Please revise the lines below by changing "outline" to "trace" and keeping everything else the same.

— start —

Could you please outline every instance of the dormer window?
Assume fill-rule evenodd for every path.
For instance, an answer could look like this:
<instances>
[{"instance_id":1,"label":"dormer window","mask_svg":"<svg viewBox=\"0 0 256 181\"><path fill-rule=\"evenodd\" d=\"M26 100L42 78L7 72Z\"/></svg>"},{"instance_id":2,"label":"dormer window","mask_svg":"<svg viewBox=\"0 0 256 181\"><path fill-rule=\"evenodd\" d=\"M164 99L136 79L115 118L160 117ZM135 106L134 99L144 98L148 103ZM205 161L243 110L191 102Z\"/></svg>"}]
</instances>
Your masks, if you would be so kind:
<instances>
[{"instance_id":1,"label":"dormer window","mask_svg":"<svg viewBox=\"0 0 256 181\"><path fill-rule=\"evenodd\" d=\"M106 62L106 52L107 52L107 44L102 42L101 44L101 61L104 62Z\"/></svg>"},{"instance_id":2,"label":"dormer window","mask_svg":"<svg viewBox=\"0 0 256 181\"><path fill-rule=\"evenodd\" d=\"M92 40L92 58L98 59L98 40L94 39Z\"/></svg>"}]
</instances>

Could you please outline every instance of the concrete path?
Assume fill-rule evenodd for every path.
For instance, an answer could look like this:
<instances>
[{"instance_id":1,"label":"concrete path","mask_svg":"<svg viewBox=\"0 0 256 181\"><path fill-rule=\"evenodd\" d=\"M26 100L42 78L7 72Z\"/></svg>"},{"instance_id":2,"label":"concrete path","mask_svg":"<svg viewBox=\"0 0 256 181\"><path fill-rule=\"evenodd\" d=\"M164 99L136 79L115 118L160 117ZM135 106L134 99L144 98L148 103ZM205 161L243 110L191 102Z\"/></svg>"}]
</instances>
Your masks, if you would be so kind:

— end —

→ Correct answer
Could you please trace every instance of the dormer window?
Assume fill-rule evenodd for every path.
For instance, an answer could look like this:
<instances>
[{"instance_id":1,"label":"dormer window","mask_svg":"<svg viewBox=\"0 0 256 181\"><path fill-rule=\"evenodd\" d=\"M26 100L42 78L7 72Z\"/></svg>"},{"instance_id":2,"label":"dormer window","mask_svg":"<svg viewBox=\"0 0 256 181\"><path fill-rule=\"evenodd\" d=\"M164 99L136 79L115 118L160 117ZM135 106L134 99L144 98L148 103ZM205 161L243 110L191 102Z\"/></svg>"}]
</instances>
Your masks, if you would be so kind:
<instances>
[{"instance_id":1,"label":"dormer window","mask_svg":"<svg viewBox=\"0 0 256 181\"><path fill-rule=\"evenodd\" d=\"M106 62L106 52L107 52L107 44L102 42L101 44L101 61L104 62Z\"/></svg>"},{"instance_id":2,"label":"dormer window","mask_svg":"<svg viewBox=\"0 0 256 181\"><path fill-rule=\"evenodd\" d=\"M92 40L92 58L98 59L98 40L94 39Z\"/></svg>"}]
</instances>

Could you please trace every instance of the concrete path?
Assume fill-rule evenodd for every path.
For instance, an answer could look like this:
<instances>
[{"instance_id":1,"label":"concrete path","mask_svg":"<svg viewBox=\"0 0 256 181\"><path fill-rule=\"evenodd\" d=\"M26 100L42 78L7 72Z\"/></svg>"},{"instance_id":2,"label":"concrete path","mask_svg":"<svg viewBox=\"0 0 256 181\"><path fill-rule=\"evenodd\" d=\"M164 99L136 79L115 118L160 117ZM135 106L134 99L144 98L148 103ZM205 161L243 110L191 102Z\"/></svg>"}]
</instances>
Your masks, if you would be so kind:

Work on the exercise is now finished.